[Begin Exercise input]

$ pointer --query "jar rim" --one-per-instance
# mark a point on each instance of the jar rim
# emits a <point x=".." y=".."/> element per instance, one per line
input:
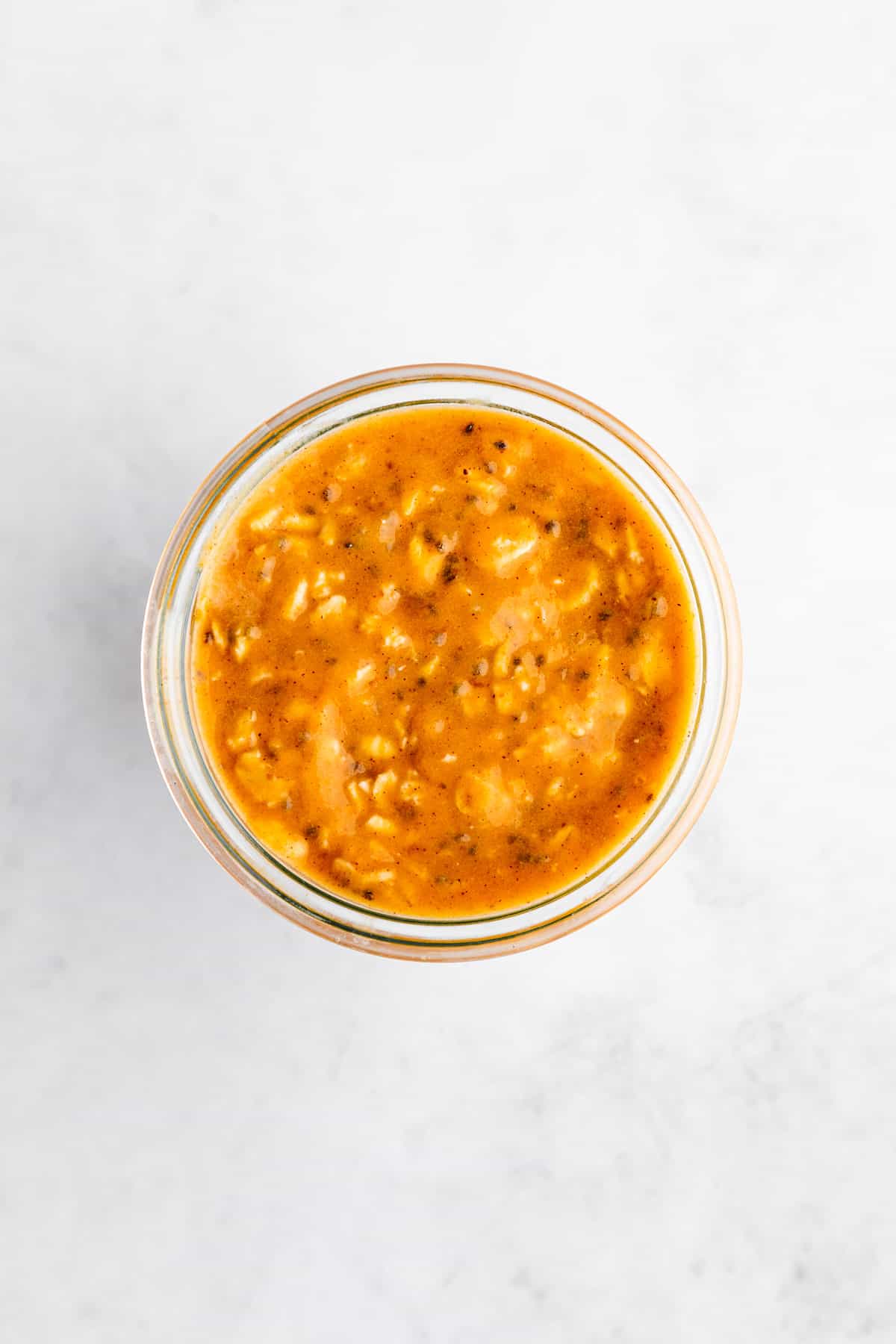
<point x="299" y="897"/>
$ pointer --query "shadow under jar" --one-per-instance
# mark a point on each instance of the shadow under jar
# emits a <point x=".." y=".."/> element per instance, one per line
<point x="441" y="663"/>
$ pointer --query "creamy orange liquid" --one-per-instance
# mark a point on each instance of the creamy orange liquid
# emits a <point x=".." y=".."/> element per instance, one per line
<point x="442" y="660"/>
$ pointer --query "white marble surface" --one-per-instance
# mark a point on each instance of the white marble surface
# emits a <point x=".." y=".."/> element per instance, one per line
<point x="676" y="1125"/>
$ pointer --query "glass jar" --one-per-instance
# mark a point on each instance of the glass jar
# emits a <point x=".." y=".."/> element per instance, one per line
<point x="167" y="680"/>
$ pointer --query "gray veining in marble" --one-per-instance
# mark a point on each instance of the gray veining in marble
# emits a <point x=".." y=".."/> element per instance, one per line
<point x="675" y="1127"/>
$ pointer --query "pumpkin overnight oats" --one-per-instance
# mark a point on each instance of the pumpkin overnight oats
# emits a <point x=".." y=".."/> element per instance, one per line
<point x="442" y="660"/>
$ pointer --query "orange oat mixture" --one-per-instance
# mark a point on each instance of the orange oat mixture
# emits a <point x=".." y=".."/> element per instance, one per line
<point x="442" y="660"/>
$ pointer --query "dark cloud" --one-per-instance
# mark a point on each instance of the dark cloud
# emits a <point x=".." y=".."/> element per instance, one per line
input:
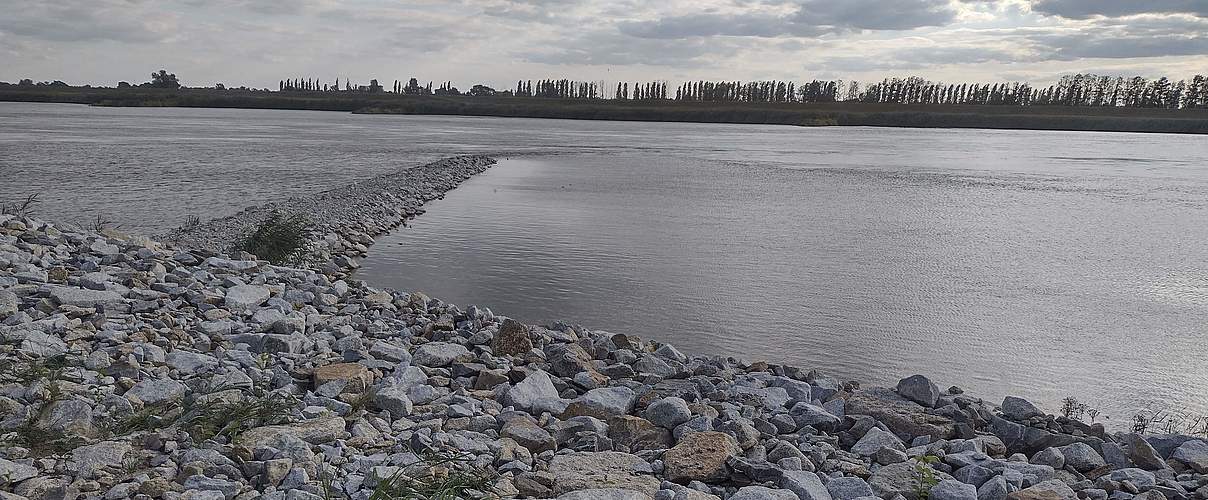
<point x="808" y="18"/>
<point x="921" y="57"/>
<point x="1089" y="9"/>
<point x="81" y="21"/>
<point x="609" y="48"/>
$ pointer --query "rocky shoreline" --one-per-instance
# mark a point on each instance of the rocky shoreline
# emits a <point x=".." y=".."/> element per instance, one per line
<point x="137" y="368"/>
<point x="343" y="221"/>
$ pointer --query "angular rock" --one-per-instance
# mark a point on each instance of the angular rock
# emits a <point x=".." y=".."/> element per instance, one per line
<point x="511" y="339"/>
<point x="848" y="488"/>
<point x="805" y="484"/>
<point x="918" y="389"/>
<point x="355" y="377"/>
<point x="437" y="354"/>
<point x="1017" y="408"/>
<point x="602" y="470"/>
<point x="1194" y="454"/>
<point x="603" y="403"/>
<point x="700" y="457"/>
<point x="244" y="297"/>
<point x="876" y="439"/>
<point x="952" y="489"/>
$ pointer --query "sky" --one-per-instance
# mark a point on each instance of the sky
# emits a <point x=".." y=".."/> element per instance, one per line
<point x="257" y="42"/>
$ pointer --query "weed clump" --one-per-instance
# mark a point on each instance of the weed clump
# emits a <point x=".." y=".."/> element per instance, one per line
<point x="436" y="476"/>
<point x="278" y="239"/>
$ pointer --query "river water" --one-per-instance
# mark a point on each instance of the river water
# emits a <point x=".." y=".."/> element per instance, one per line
<point x="1037" y="263"/>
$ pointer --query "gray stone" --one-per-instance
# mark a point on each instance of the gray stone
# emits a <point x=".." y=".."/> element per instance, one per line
<point x="1142" y="453"/>
<point x="190" y="364"/>
<point x="762" y="493"/>
<point x="848" y="488"/>
<point x="918" y="389"/>
<point x="604" y="494"/>
<point x="975" y="475"/>
<point x="437" y="354"/>
<point x="1139" y="477"/>
<point x="157" y="390"/>
<point x="1081" y="457"/>
<point x="952" y="489"/>
<point x="9" y="303"/>
<point x="668" y="412"/>
<point x="394" y="399"/>
<point x="876" y="439"/>
<point x="528" y="393"/>
<point x="243" y="297"/>
<point x="1017" y="408"/>
<point x="15" y="472"/>
<point x="1055" y="487"/>
<point x="1194" y="454"/>
<point x="82" y="297"/>
<point x="805" y="484"/>
<point x="1050" y="457"/>
<point x="814" y="416"/>
<point x="603" y="402"/>
<point x="995" y="488"/>
<point x="602" y="470"/>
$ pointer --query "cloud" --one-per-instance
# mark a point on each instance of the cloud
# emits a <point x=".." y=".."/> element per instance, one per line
<point x="1089" y="9"/>
<point x="807" y="18"/>
<point x="76" y="21"/>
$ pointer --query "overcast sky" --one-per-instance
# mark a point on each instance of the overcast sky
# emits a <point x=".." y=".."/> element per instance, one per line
<point x="257" y="42"/>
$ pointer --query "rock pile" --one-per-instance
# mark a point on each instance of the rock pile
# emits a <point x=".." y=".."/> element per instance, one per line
<point x="137" y="370"/>
<point x="344" y="220"/>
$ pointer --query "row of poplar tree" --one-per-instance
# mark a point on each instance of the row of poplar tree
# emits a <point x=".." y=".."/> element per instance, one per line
<point x="1081" y="89"/>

[End Exercise input]

> Exercise instructions
Pull out every line of the records above that contains the string "veining". Matching is case-sensitive.

> Finished answer
$ pointer --query "gray veining in marble" --one-per-instance
# mark a point on each instance of the gray veining in marble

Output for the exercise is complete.